#### Written task a
Say how many lines in the listing contain the string "screen". Give only the number.

-------- Provided passage --------

Wheezy was the first release shipping golang packages but at least it's shipping only one... Stretch has shipped with two golang versions (1.7 and 1.8) which will make maintenance ever harder in the long term.

We build our computers the way we build our cities--over time, without a plan, on top of ruins. - Ellen Ullman

Other free software work

This month again, I was busy doing some serious yak shaving operations all over the internet, on top of publishing two of my largest LWN articles to date (2017-10-16-strategies-offline-pgp-key-storage and 2017-10-26-comparison-cryptographic-keycards).

feed2exec beta

Since I announced this new project last month I have released it as a beta and it entered Debian. I have also wrote useful plugins like the wayback plugin that saves pages on the Wayback machine for eternal archival. The archive plugin can also similarly save pages to the local filesystem. I also added bash completion, expanded unit tests and documentation, fixed default file paths and a bunch of bugs, and refactored the code. Finally, I also started using two external Python libraries instead of rolling my own code: the pyxdg and requests-file libraries, the latter which I packaged in Debian (and fixed a bug in their test suite).

The program is working pretty well for me. The only thing I feel is really missing now is a retry/fail mechanism. Right now, it's a little brittle: any network hiccup will yield an error email, which are readable to me but could be confusing to a new user. Strangely enough, I am particularly having trouble with (local!) DNS resolution that I need to look into, but that is probably unrelated with the software itself. Thankfully, the user can disable those with --loglevel=ERROR to silence WARNINGs.

Furthermore, some plugins still have some rough edges. For example, The Transmission integration would probably work better as a distinct plugin instead of a simple exec call, because when it adds new torrents, the output is totally cryptic. That plugin could also leverage more feed parameters to save different files in different locations depending on the feed titles, something would be hard to do safely with the exec plugin now.

I am keeping a steady flow of releases. I wish there was a way to see how effective I am at reaching out with this project, but unfortunately GitLab doesn't provide usage statistics... And I have received only a few comments on IRC about the project, so maybe I need to reach out more like it says in the fine manual. Always feels strange to have to promote your project like it's some new bubbly soap...

Next steps for the project is a final review of the API and release production-ready 1.0.0. I am also thinking of making a small screencast to show the basic capabilities of the software, maybe with asciinema's upcoming audio support?

Pandoc filters

As I mentioned earlier, I dove again in Haskell programming when working on the git-annex security update. But I also have a small Haskell program of my own - a Pandoc filter that I use to convert the HTML articles I publish on LWN.net into a Ikiwiki-compatible markdown version. It turns out the script was still missing a bunch of stuff: image sizes, proper table formatting, etc. I also worked hard on automating more bits of the publishing workflow by extracting the time from the article which allowed me to simply extract the full article into an almost final copy just by specifying the article ID. The only thing left is to add tags, and the article is complete.

-------- Material for this exercise --------

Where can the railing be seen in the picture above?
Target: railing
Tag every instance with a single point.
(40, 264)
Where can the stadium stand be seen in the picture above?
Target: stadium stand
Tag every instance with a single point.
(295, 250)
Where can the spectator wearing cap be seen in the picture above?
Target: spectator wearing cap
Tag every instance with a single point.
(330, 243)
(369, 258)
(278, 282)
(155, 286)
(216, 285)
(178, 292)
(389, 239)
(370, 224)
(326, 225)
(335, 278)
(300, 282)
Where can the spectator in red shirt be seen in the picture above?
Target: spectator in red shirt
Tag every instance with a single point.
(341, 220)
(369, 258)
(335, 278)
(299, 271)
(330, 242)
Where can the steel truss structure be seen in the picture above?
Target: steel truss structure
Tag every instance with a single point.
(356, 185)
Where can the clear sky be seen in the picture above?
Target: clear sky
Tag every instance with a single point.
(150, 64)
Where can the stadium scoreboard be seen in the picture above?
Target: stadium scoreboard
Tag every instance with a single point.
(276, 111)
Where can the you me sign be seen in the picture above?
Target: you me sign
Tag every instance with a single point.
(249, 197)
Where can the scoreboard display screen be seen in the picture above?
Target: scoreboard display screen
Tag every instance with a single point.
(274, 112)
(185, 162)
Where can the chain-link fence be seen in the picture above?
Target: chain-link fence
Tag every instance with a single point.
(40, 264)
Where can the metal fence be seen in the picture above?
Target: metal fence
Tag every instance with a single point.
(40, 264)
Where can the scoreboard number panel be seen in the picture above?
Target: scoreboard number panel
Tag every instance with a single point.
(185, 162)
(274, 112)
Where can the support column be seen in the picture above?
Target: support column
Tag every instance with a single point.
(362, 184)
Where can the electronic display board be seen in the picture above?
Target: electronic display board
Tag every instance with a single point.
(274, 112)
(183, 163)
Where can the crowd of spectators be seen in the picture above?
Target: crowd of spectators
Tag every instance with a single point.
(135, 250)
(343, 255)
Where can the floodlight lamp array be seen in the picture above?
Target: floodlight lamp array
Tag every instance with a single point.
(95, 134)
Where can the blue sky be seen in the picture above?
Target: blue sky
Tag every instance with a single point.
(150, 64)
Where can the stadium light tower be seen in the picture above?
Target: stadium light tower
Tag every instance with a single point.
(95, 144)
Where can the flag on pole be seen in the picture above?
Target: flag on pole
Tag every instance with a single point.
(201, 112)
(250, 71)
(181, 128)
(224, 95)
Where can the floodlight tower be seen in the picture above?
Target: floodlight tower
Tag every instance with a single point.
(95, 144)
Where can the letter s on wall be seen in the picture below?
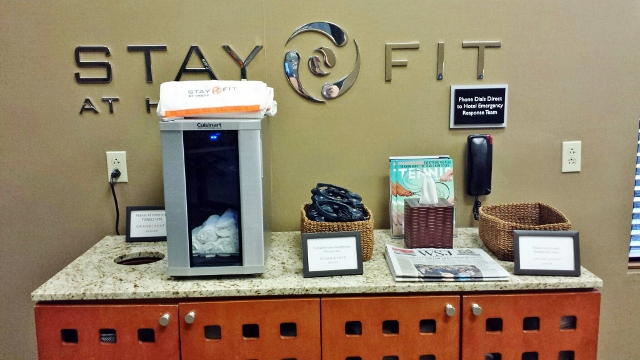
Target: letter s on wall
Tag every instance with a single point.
(93, 64)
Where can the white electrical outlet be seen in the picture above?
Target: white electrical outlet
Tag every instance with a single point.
(117, 160)
(571, 156)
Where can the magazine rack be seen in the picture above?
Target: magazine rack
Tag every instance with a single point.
(428, 226)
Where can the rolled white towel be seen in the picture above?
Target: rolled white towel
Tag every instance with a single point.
(210, 248)
(226, 225)
(212, 220)
(196, 247)
(227, 245)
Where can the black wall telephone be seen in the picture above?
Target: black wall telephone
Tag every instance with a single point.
(479, 164)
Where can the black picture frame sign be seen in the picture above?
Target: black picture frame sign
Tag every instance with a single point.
(478, 106)
(549, 253)
(331, 253)
(146, 223)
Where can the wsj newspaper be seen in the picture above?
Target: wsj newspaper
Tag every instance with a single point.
(461, 264)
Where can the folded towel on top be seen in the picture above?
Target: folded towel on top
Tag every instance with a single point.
(216, 99)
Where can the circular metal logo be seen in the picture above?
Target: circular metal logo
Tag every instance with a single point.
(292, 62)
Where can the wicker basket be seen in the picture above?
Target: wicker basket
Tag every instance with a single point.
(428, 226)
(365, 227)
(497, 223)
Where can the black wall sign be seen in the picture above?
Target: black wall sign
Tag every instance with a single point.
(478, 106)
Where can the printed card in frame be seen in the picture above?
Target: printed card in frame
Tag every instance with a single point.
(331, 253)
(146, 223)
(549, 253)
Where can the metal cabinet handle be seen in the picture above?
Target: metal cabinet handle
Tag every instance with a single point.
(476, 309)
(190, 317)
(450, 310)
(164, 320)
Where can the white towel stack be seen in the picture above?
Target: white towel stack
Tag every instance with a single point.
(218, 235)
(216, 99)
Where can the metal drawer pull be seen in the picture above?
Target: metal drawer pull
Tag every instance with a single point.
(190, 317)
(164, 320)
(450, 310)
(476, 309)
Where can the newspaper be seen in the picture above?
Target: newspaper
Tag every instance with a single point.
(459, 264)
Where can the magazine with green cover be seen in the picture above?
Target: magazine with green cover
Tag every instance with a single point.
(405, 179)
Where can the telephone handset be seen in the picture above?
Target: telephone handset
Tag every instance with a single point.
(479, 164)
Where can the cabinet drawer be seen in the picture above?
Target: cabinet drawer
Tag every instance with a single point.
(107, 331)
(251, 329)
(531, 326)
(407, 327)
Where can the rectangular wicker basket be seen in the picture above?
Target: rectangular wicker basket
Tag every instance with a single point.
(497, 223)
(428, 226)
(365, 227)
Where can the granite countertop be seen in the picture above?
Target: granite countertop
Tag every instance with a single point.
(96, 276)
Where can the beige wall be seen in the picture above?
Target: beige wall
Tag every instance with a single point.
(572, 69)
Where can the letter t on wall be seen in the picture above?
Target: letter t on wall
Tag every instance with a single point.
(389, 62)
(481, 45)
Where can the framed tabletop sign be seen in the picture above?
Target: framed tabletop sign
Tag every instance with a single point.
(478, 106)
(331, 253)
(546, 253)
(146, 223)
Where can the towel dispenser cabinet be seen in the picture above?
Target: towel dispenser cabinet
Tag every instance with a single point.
(217, 194)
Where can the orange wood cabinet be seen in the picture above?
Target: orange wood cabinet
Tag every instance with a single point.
(397, 327)
(561, 326)
(251, 329)
(107, 331)
(530, 326)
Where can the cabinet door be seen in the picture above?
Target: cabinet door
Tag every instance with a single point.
(107, 331)
(251, 329)
(560, 326)
(407, 327)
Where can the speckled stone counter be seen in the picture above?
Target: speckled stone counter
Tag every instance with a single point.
(96, 276)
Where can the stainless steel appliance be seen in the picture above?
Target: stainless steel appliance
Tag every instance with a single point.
(217, 192)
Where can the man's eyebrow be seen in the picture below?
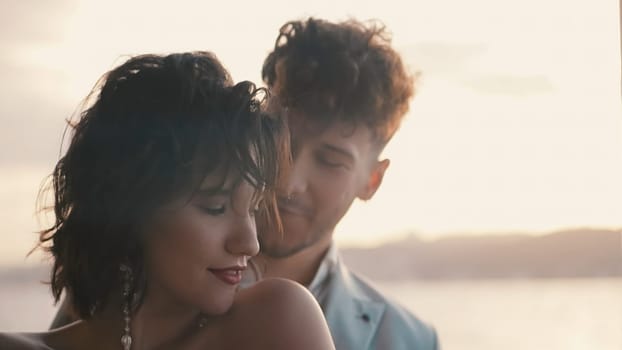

--------

#### Written task b
List the section headings that appear in the post.

#### Reply a
2

#### Reply b
Other free software work
feed2exec beta
Pandoc filters